◆ Document extract:
↓↓↓

Workers at Verizon pay
for concessions on safety

On September 14 Verizon worker Douglas LaLima, 37, was killed on the job in the Brownsville neighborhood of Brooklyn, N.Y., while he was installing cables from a hoisted bucket that came in contact with a high-voltage electrical line. LaLima had worked for Verizon for 15 years.

Verizon spokesman John Bonomo told the media the incident was “highly unusual.” But electrocutions of electrical and communications workers in bucket trucks are not uncommon. At least four other Verizon workers have been killed in similar incidents over the last five years in Plymouth and Sharon, Mass.; Baltimore; and Rhode Island. The letter below from Stu Singer, a meat truck driver in New York City, describes discussions with Verizon workers recently on strike about the fight for safety.

I talked with Verizon workers during the strike, and actually for many years beforehand about safety on the bucket trucks. What I’ve noticed is that there is frequently only one worker on the crew.

Every Verizon worker I ever spoke to about it was furious. It was a concession the union agreed to years ago and it is unquestionably dangerous. You must have at least a two-person crew when using a bucket truck, or even just a ladder or climbing with spikes. If the spotter goes away, makes a phone call, whatever, you come down. No spotter, no work.

↑↑↑

◆ Stored records:
↓↓↓

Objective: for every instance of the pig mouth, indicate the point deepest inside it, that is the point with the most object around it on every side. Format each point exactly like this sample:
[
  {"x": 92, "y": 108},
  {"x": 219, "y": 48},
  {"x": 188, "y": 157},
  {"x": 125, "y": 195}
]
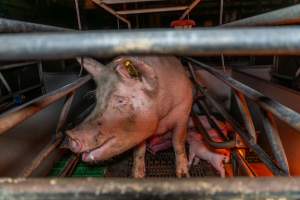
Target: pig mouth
[{"x": 88, "y": 155}]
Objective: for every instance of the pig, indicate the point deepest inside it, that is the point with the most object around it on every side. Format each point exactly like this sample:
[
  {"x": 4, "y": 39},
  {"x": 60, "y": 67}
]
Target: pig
[
  {"x": 198, "y": 149},
  {"x": 136, "y": 97}
]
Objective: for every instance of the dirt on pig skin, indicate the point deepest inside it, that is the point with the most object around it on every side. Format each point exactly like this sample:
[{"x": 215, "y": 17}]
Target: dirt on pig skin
[{"x": 137, "y": 97}]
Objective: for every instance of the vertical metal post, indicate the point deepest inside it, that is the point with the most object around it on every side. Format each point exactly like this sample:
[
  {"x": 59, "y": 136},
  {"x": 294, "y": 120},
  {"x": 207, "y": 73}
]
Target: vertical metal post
[
  {"x": 80, "y": 28},
  {"x": 274, "y": 140},
  {"x": 41, "y": 76},
  {"x": 64, "y": 113},
  {"x": 246, "y": 115},
  {"x": 220, "y": 23},
  {"x": 5, "y": 83}
]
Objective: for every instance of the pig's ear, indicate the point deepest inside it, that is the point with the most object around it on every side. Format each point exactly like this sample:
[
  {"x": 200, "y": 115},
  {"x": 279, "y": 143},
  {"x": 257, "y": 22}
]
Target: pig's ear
[
  {"x": 92, "y": 66},
  {"x": 138, "y": 70}
]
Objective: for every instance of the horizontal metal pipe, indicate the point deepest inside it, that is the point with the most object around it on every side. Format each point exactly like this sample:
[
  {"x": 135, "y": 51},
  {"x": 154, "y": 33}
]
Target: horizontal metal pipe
[
  {"x": 15, "y": 26},
  {"x": 15, "y": 65},
  {"x": 63, "y": 45},
  {"x": 280, "y": 111},
  {"x": 196, "y": 188},
  {"x": 46, "y": 151},
  {"x": 151, "y": 10},
  {"x": 288, "y": 15},
  {"x": 17, "y": 115}
]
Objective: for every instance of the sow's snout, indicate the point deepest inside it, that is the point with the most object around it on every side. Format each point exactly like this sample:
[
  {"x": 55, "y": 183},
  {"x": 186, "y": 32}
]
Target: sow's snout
[{"x": 71, "y": 143}]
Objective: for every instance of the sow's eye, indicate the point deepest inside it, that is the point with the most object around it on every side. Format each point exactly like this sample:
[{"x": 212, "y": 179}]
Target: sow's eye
[{"x": 121, "y": 101}]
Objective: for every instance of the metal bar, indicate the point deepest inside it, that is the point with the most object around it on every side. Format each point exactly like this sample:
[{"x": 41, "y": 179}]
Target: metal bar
[
  {"x": 190, "y": 8},
  {"x": 6, "y": 85},
  {"x": 288, "y": 15},
  {"x": 117, "y": 188},
  {"x": 280, "y": 111},
  {"x": 249, "y": 141},
  {"x": 127, "y": 1},
  {"x": 151, "y": 10},
  {"x": 259, "y": 41},
  {"x": 20, "y": 92},
  {"x": 245, "y": 113},
  {"x": 275, "y": 141},
  {"x": 14, "y": 65},
  {"x": 64, "y": 112},
  {"x": 78, "y": 14},
  {"x": 17, "y": 115},
  {"x": 113, "y": 12},
  {"x": 244, "y": 164},
  {"x": 15, "y": 26},
  {"x": 69, "y": 168},
  {"x": 50, "y": 147}
]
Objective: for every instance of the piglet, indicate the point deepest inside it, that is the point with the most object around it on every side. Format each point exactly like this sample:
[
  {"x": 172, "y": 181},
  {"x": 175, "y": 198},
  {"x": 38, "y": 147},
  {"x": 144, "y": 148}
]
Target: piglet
[{"x": 199, "y": 150}]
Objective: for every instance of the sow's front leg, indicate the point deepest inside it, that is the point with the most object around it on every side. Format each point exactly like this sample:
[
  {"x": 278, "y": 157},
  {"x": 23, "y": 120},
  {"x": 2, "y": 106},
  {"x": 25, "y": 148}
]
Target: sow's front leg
[
  {"x": 179, "y": 139},
  {"x": 138, "y": 168}
]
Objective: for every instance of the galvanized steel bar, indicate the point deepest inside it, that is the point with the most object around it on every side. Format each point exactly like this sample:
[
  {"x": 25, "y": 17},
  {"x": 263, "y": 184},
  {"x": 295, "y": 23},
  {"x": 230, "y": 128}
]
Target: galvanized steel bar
[
  {"x": 63, "y": 45},
  {"x": 275, "y": 141},
  {"x": 17, "y": 115},
  {"x": 175, "y": 189},
  {"x": 288, "y": 15},
  {"x": 280, "y": 111},
  {"x": 15, "y": 26},
  {"x": 245, "y": 113}
]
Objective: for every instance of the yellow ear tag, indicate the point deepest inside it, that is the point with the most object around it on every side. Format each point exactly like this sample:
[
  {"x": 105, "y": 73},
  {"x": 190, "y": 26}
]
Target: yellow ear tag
[{"x": 132, "y": 71}]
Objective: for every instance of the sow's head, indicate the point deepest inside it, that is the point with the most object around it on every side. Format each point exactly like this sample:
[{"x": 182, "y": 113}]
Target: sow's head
[{"x": 124, "y": 115}]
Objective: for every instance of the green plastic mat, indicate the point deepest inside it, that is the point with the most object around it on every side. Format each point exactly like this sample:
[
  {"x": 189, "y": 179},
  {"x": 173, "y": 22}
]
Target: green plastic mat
[{"x": 81, "y": 170}]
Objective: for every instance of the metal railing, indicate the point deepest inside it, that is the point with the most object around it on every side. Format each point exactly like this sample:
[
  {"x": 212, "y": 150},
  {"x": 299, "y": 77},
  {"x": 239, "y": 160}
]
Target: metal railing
[{"x": 270, "y": 108}]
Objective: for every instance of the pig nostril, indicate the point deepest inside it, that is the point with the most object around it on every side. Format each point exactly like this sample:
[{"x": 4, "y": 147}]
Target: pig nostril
[{"x": 75, "y": 145}]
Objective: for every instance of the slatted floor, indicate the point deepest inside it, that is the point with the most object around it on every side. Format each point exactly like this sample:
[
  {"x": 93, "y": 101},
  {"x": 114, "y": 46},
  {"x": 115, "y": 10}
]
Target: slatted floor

↑↑↑

◆ Requirement 1:
Name every person identified by name in the article on Verizon worker safety.
◆ Requirement 2:
Write out the passage of the article on Verizon worker safety from "On September 14" to "for 15 years.".
The material after the article on Verizon worker safety is separate from it.

◆ Finished answer 1:
Douglas LaLima, John Bonomo, Stu Singer

◆ Finished answer 2:
On September 14 Verizon worker Douglas LaLima, 37, was killed on the job in the Brownsville neighborhood of Brooklyn, N.Y., while he was installing cables from a hoisted bucket that came in contact with a high-voltage electrical line. LaLima had worked for Verizon for 15 years.